- [Problem details]:
Reproduce the records below, switching each "Segments of the" to "Outlines for the" and leaving every other character as it is.

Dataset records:

::::::::::

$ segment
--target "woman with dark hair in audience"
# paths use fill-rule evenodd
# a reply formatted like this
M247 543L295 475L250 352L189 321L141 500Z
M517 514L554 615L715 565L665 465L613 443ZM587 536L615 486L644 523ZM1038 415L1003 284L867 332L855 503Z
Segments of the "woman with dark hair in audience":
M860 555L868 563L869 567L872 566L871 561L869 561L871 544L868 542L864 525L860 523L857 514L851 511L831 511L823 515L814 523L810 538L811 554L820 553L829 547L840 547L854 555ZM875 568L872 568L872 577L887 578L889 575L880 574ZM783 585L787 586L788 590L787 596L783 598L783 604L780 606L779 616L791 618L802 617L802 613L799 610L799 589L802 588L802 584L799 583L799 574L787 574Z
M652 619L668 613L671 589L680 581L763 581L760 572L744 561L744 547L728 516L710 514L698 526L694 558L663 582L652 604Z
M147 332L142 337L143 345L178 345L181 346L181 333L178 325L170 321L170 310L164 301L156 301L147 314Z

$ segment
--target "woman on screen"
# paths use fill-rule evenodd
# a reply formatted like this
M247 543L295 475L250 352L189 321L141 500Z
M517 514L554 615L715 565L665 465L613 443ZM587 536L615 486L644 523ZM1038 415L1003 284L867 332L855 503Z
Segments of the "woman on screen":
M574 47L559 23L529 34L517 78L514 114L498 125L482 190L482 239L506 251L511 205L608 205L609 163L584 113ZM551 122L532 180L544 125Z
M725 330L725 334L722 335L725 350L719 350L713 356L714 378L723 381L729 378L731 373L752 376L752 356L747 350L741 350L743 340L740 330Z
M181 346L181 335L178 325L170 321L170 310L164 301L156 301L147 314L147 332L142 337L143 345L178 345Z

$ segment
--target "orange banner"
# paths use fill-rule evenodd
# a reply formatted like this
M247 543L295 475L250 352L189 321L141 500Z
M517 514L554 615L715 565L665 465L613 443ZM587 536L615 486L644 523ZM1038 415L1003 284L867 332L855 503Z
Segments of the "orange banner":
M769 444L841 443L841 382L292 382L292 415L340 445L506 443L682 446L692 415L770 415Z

::::::::::

- [The reply]:
$ segment
--target "woman with dark hair in audience"
# paths use fill-rule evenodd
# a reply formatted like this
M247 543L295 475L250 352L189 321L141 500Z
M517 514L554 615L715 565L665 465L613 443ZM587 536L615 486L644 523ZM1038 415L1003 284L867 332L855 503Z
Outlines for the "woman with dark hair in audience":
M860 555L868 563L869 567L872 566L871 561L869 561L871 544L868 542L864 525L860 523L857 514L851 511L831 511L823 515L814 523L810 538L811 554L820 553L829 547L840 547L854 555ZM875 568L872 568L872 577L887 578L889 575L880 574ZM783 585L787 586L788 590L787 596L783 598L783 604L780 606L779 616L791 618L802 617L802 613L799 610L799 589L802 588L802 584L799 583L799 574L787 574Z
M652 619L668 613L671 589L680 581L763 581L760 572L744 561L744 547L728 516L710 514L698 526L694 558L663 582L652 604Z
M147 332L142 337L143 345L178 345L181 346L181 333L178 325L170 321L170 310L164 301L156 301L147 314Z

$ segment
--target "woman on screen"
# paths use fill-rule evenodd
# a reply formatted like this
M247 543L295 475L250 352L189 321L141 500Z
M517 514L554 615L715 565L665 465L613 443ZM587 536L615 486L644 523ZM1038 415L1003 284L867 332L855 503Z
Outlines for the "woman on screen":
M574 47L559 23L529 34L517 78L514 114L498 125L482 190L482 239L506 251L511 205L608 205L609 163L584 113ZM551 122L532 180L544 125Z
M725 330L725 334L722 335L725 350L719 350L713 356L714 378L723 381L729 378L731 373L752 376L752 356L747 350L741 350L743 340L740 330Z
M181 346L181 335L178 325L170 321L170 310L164 301L156 301L147 314L147 332L142 337L143 345L178 345Z

$ segment
--target "orange banner"
# paths use fill-rule evenodd
# a reply formatted like this
M247 543L295 475L250 352L189 321L141 500Z
M517 514L554 615L715 565L665 465L613 443ZM587 536L615 486L644 523ZM1038 415L1003 284L867 332L855 503Z
Outlines for the "orange banner":
M769 444L841 443L841 382L292 382L292 415L340 445L506 443L682 446L692 415L770 415Z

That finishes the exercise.